** Start of Material supplied **

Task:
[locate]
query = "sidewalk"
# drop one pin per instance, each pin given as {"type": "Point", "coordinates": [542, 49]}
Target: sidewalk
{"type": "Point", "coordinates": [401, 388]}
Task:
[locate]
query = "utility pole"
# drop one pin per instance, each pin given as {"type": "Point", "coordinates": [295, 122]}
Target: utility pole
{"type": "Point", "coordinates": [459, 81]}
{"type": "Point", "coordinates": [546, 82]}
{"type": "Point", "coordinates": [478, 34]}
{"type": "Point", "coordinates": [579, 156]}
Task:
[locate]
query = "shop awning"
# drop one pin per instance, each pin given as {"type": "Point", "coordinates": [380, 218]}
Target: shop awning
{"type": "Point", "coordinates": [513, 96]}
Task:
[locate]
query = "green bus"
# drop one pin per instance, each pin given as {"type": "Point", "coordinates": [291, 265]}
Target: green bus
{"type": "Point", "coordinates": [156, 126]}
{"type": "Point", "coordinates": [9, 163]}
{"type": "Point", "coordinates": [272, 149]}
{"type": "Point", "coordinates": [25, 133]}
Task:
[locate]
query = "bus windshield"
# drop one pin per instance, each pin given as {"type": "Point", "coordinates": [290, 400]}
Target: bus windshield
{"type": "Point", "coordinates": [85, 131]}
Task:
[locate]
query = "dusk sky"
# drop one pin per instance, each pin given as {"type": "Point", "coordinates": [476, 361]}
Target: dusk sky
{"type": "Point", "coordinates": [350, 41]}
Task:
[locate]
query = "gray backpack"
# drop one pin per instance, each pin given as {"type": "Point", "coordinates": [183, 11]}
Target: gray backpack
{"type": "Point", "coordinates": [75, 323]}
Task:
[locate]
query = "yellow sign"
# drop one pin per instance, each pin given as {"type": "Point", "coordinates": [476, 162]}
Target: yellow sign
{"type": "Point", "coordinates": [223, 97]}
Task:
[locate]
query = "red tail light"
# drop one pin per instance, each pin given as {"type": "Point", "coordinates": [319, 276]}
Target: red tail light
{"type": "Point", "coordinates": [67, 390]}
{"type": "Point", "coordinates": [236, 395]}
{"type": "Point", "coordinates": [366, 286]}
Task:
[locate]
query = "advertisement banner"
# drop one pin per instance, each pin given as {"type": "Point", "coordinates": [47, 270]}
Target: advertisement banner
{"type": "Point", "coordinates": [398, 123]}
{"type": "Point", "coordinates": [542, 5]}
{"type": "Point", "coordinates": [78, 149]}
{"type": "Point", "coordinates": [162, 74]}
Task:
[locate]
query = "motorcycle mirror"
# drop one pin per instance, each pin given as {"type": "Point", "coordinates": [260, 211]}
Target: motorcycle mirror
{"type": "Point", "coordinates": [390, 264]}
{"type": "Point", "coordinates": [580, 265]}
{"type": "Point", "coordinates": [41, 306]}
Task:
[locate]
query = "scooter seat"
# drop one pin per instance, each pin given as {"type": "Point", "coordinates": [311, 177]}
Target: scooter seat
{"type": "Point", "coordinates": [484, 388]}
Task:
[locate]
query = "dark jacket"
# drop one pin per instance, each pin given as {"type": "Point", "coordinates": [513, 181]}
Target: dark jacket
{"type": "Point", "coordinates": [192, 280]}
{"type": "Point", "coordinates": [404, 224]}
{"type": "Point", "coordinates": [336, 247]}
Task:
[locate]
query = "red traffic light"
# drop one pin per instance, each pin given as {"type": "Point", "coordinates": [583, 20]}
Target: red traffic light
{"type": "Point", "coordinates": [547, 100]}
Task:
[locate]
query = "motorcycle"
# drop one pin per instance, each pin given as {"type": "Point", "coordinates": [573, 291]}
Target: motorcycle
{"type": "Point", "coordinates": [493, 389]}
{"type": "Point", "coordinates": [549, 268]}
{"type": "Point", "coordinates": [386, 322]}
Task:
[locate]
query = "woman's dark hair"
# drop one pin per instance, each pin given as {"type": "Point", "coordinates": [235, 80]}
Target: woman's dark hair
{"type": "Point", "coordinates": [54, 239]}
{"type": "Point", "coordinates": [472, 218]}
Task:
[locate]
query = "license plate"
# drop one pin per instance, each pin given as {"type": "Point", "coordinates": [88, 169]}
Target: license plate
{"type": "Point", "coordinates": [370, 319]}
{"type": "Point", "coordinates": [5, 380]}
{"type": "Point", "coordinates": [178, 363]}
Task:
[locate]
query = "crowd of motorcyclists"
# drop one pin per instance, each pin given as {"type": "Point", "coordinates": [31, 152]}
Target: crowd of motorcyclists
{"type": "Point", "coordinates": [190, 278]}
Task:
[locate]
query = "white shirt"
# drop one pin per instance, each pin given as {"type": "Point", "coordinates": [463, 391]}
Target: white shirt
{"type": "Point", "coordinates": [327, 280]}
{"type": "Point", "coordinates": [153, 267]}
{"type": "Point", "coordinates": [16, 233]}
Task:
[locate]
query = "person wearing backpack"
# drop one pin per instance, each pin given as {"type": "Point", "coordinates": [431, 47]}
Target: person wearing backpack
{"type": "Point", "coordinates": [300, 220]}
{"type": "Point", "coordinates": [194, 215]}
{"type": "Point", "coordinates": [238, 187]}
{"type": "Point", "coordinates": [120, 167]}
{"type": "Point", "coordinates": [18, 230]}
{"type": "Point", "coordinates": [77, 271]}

** End of Material supplied **

What you have to do:
Gather every line from the listing above that contains the string "plate".

Full response:
query = "license plate"
Target: license plate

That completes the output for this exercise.